◆ Task goal ◆
Print the records exactly as given.

◆ Data ◆
┌────────

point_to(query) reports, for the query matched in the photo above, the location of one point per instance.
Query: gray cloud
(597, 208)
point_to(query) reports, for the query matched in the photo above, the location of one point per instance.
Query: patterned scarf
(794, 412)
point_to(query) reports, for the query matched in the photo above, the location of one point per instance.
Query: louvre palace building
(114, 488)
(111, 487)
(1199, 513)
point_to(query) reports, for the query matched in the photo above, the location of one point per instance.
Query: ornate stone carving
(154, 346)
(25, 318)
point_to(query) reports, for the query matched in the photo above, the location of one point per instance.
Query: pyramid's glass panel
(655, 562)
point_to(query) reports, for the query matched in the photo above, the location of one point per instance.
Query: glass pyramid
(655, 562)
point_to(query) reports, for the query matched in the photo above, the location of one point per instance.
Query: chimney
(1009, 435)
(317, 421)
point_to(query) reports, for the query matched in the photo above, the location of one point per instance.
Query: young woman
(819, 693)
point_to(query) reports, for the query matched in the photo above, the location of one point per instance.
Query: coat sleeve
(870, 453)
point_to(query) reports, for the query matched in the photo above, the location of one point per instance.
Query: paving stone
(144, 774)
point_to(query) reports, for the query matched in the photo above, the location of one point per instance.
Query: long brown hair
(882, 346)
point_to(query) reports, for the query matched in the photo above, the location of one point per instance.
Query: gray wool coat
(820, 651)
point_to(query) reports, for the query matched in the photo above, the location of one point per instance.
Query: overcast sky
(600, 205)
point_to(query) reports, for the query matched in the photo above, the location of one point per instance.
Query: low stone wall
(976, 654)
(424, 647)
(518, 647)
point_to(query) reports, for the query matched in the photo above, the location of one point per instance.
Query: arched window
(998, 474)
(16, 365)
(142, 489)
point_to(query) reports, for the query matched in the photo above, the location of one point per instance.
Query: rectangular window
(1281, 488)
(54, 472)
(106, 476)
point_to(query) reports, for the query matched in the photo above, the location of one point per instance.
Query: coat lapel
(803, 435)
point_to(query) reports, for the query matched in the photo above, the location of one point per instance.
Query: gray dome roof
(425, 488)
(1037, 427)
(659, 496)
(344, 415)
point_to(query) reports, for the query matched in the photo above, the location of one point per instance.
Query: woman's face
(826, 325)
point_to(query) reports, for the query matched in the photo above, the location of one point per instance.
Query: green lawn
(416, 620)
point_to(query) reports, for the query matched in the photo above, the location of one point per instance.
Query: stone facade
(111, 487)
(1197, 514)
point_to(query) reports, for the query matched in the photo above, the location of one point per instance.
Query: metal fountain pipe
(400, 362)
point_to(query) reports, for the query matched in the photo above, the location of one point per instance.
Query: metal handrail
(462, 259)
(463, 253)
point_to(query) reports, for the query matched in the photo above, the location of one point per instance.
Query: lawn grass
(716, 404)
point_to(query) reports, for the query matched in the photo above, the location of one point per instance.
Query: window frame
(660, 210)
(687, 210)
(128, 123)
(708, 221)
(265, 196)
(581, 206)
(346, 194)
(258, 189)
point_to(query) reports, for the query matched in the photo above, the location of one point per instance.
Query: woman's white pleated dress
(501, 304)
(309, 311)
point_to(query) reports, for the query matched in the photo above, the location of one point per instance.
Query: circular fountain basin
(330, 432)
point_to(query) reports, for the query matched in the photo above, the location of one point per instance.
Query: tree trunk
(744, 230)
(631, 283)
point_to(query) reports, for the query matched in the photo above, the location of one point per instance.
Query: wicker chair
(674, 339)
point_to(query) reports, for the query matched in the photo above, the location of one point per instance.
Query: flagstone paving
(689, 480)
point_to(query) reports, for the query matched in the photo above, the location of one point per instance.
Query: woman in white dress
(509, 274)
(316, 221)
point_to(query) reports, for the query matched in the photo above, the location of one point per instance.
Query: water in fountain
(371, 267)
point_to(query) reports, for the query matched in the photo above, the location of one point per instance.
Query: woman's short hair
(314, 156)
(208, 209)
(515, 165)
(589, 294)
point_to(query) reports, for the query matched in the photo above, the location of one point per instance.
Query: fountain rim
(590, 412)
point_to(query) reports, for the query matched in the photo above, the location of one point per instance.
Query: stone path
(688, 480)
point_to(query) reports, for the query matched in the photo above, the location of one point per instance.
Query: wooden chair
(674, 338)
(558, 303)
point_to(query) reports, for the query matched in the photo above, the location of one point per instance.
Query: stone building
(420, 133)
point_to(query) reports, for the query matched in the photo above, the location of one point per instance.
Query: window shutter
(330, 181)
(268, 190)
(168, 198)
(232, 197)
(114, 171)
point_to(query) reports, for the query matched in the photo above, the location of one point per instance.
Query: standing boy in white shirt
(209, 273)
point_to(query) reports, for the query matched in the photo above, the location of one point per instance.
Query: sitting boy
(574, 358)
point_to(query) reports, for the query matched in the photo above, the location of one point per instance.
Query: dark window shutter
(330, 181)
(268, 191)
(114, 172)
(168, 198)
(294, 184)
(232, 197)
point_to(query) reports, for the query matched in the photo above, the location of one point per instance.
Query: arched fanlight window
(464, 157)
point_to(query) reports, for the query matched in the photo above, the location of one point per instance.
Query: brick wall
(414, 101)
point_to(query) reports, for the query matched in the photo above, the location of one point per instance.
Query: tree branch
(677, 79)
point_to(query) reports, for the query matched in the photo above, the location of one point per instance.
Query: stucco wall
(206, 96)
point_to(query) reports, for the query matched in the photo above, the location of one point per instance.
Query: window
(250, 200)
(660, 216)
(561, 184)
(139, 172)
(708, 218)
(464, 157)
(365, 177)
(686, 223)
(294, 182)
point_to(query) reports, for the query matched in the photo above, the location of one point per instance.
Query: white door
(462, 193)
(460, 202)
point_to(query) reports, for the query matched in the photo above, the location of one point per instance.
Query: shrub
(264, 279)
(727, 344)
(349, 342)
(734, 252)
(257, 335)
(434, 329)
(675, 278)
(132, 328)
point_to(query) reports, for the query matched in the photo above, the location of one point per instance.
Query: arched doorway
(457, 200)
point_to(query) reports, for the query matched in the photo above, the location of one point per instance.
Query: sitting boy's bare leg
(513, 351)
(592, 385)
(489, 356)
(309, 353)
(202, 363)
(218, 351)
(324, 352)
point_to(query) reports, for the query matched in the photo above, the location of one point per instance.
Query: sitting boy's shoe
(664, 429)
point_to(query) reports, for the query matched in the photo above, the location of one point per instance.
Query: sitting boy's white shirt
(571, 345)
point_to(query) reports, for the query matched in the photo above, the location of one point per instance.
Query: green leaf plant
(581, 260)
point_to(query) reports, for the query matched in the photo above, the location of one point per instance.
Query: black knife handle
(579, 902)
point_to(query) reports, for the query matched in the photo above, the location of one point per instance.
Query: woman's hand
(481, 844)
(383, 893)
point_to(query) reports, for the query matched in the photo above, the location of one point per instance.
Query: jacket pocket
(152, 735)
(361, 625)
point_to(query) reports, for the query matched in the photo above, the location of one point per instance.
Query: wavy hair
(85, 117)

└────────

◆ The answer ◆
point_to(query) reports, for the query matched in the photo above, the location of one point per instance.
Query: gray cloud
(597, 208)
point_to(query) reports, for the query matched in the photo above, the location of one point per instance.
Query: patterned scarf
(794, 412)
point_to(query) reports, for the query matched in the photo above, the location of one point per instance.
Query: louvre palace building
(114, 488)
(111, 487)
(1199, 513)
point_to(query) reports, for the query matched in the photo above, the location of one point per instance.
Query: ornate stone carving
(154, 346)
(25, 318)
point_to(query) reports, for the query matched in the photo above, the location of one point per instance.
Query: pyramid's glass panel
(655, 562)
point_to(query) reports, for the query matched in the photo above, the location of one point per instance.
Query: glass pyramid
(655, 562)
point_to(query) reports, for the query matched in the photo above, the location of one point per instance.
Query: chimney
(1009, 435)
(317, 421)
point_to(query) reports, for the query matched in the photo above, the location of one point per instance.
Query: young woman
(819, 693)
point_to(query) reports, for the query matched in the photo above, the location of one point per instance.
Query: coat sleeve
(870, 453)
point_to(query) reports, for the query matched in the photo above, the location of one point per instance.
Query: paving stone
(144, 774)
point_to(query) reports, for the query matched in the photo above, the location of one point per instance.
Query: long brown hair
(882, 346)
point_to(query) reports, for the query matched in the photo above, the location of one point per instance.
Query: gray wool coat
(820, 651)
point_to(query) reports, for the query matched in the photo above, the location of one point per instance.
Query: overcast sky
(600, 205)
point_to(query) reports, for the query matched in the photo above, the location of one point per instance.
Query: low stone wall
(976, 654)
(424, 647)
(518, 647)
point_to(query) reports, for the query matched in the photo above, the location of one point per instance.
Query: arched window
(998, 474)
(16, 365)
(142, 489)
point_to(query) reports, for the query matched in the photo above, the location of one point per instance.
Query: rectangular window
(1281, 488)
(54, 472)
(106, 476)
point_to(query) reports, for the query matched in the photo above, the location of one point per instance.
Query: coat lapel
(803, 435)
point_to(query) reports, for the query matched in the photo above, the location of one point per instance.
Query: gray dome roof
(425, 488)
(1037, 427)
(659, 496)
(344, 415)
point_to(query) reports, for the query matched in the photo above, the location of one point per instance.
Query: woman's face
(826, 325)
point_to(query) reports, for the query matched in the photo above, the location of one point per instance.
Query: green lawn
(416, 620)
point_to(query) reports, for the query matched in the photo above, the location of one point per instance.
Query: stone facade
(111, 487)
(1197, 514)
point_to(query) reports, for the query matched in the photo above, the location of one point per instance.
Query: metal fountain pipe
(400, 362)
point_to(query) reports, for the query matched in the photo above, the location of one point per instance.
Query: metal handrail
(462, 259)
(463, 253)
point_to(query) reports, for the query matched in the photo above, the location of one point per instance.
Query: lawn grass
(716, 404)
point_to(query) reports, for the query matched in the photo above, the location of one point per instance.
Query: window frame
(660, 210)
(687, 210)
(128, 123)
(708, 221)
(265, 196)
(581, 206)
(346, 194)
(258, 189)
point_to(query) reports, for the query matched in the photo above, the location of one point per instance.
Query: woman's white pleated dress
(501, 304)
(309, 311)
point_to(query) reports, for the query matched in the photo above, the location of one point per instance.
Query: circular fountain basin
(330, 432)
point_to(query) reports, for the query matched in the photo above, the location of one point per instance.
Query: tree trunk
(744, 230)
(631, 283)
point_to(query) reports, for the query matched in the photo above, the location of one point per instance.
Query: wicker chair
(674, 339)
point_to(query) reports, for the query matched in the photo above, the location of one point per instance.
Query: flagstone paving
(689, 480)
point_to(query) reports, for the query matched in the photo above, the location of one point per instance.
Query: woman in white dress
(509, 274)
(316, 221)
point_to(query) reports, for the query matched in the photo above, the location of one point per instance.
Query: water in fountain
(371, 267)
point_to(query) reports, for the query matched in the photo above, the location of one point per instance.
Query: woman's short hair
(314, 156)
(208, 209)
(515, 165)
(589, 294)
point_to(query) reports, for the query matched in the photo above, the location of one point per instance.
Query: fountain rim
(590, 412)
point_to(query) reports, for the query matched in the photo above, the location of one point per instance.
Query: stone path
(688, 480)
point_to(query) reports, for the query matched in the photo above, the location of one point per instance.
Query: wooden chair
(674, 338)
(558, 303)
point_to(query) reports, for the query matched in the photo above, the location of one point per instance.
Query: stone building
(420, 133)
point_to(query) reports, for the query matched in the photo above, the location of one point per instance.
Query: window shutter
(330, 181)
(268, 190)
(168, 198)
(232, 197)
(114, 171)
point_to(query) reports, for the query matched in the photo above, the location of one point per instance.
Query: standing boy in white shirt
(209, 273)
point_to(query) reports, for the query matched in the photo above, the location of one point per instance.
Query: sitting boy
(574, 358)
point_to(query) reports, for the query matched in the photo above, the location of one point per instance.
Query: dark window shutter
(330, 181)
(268, 191)
(114, 172)
(168, 198)
(294, 184)
(232, 197)
point_to(query) reports, for the query matched in the photo above, the location of one point per instance.
Query: arched fanlight window
(464, 157)
point_to(query) reports, for the query matched in the photo above, the location of one point per instance.
Query: brick wall
(414, 101)
point_to(query) reports, for the query matched in the photo above, the location of one point per instance.
Query: tree branch
(677, 79)
point_to(query) reports, for the query matched in the photo above, the location of one point per instance.
Query: stucco wall
(206, 96)
point_to(query) reports, for the query matched in the photo above, the location of one point per instance.
Query: window
(250, 200)
(660, 216)
(561, 184)
(139, 172)
(708, 218)
(464, 157)
(365, 177)
(686, 223)
(294, 182)
point_to(query) reports, for the query matched in the photo above, the location of one point per instance.
Query: white door
(462, 193)
(460, 202)
point_to(query) reports, for the query matched in the photo above, the location of one point per instance.
Query: shrub
(264, 279)
(727, 344)
(349, 342)
(734, 252)
(257, 335)
(434, 329)
(675, 278)
(132, 328)
point_to(query) reports, for the query matched in the photo above, the location of one point per instance.
Query: arched doorway
(457, 200)
point_to(query) reports, for the query matched in the photo above, the location of one point per instance.
Query: sitting boy's bare leg
(513, 351)
(592, 385)
(489, 356)
(309, 353)
(202, 363)
(218, 351)
(324, 352)
point_to(query) reports, for the query matched in the photo above, the location of one point per instance.
Query: sitting boy's shoe
(664, 429)
point_to(query) reports, for the query matched in the photo above, the location of one point per instance.
Query: sitting boy's white shirt
(571, 345)
point_to(query) reports, for the query matched in the photo above, the location of one point per instance.
Query: green leaf plant
(581, 260)
point_to(query) reports, for the query matched in the photo above, the location of one point per instance.
Query: black knife handle
(579, 902)
point_to(query) reports, for the query matched in the photo above, the location of one point per instance.
Query: woman's hand
(481, 844)
(383, 893)
point_to(query) reports, for the query matched in the photo above, the location of one point per instance.
Query: jacket pocket
(152, 735)
(361, 625)
point_to(query) reports, for the query matched in the photo above, the location of one point per instance.
Query: wavy hair
(85, 117)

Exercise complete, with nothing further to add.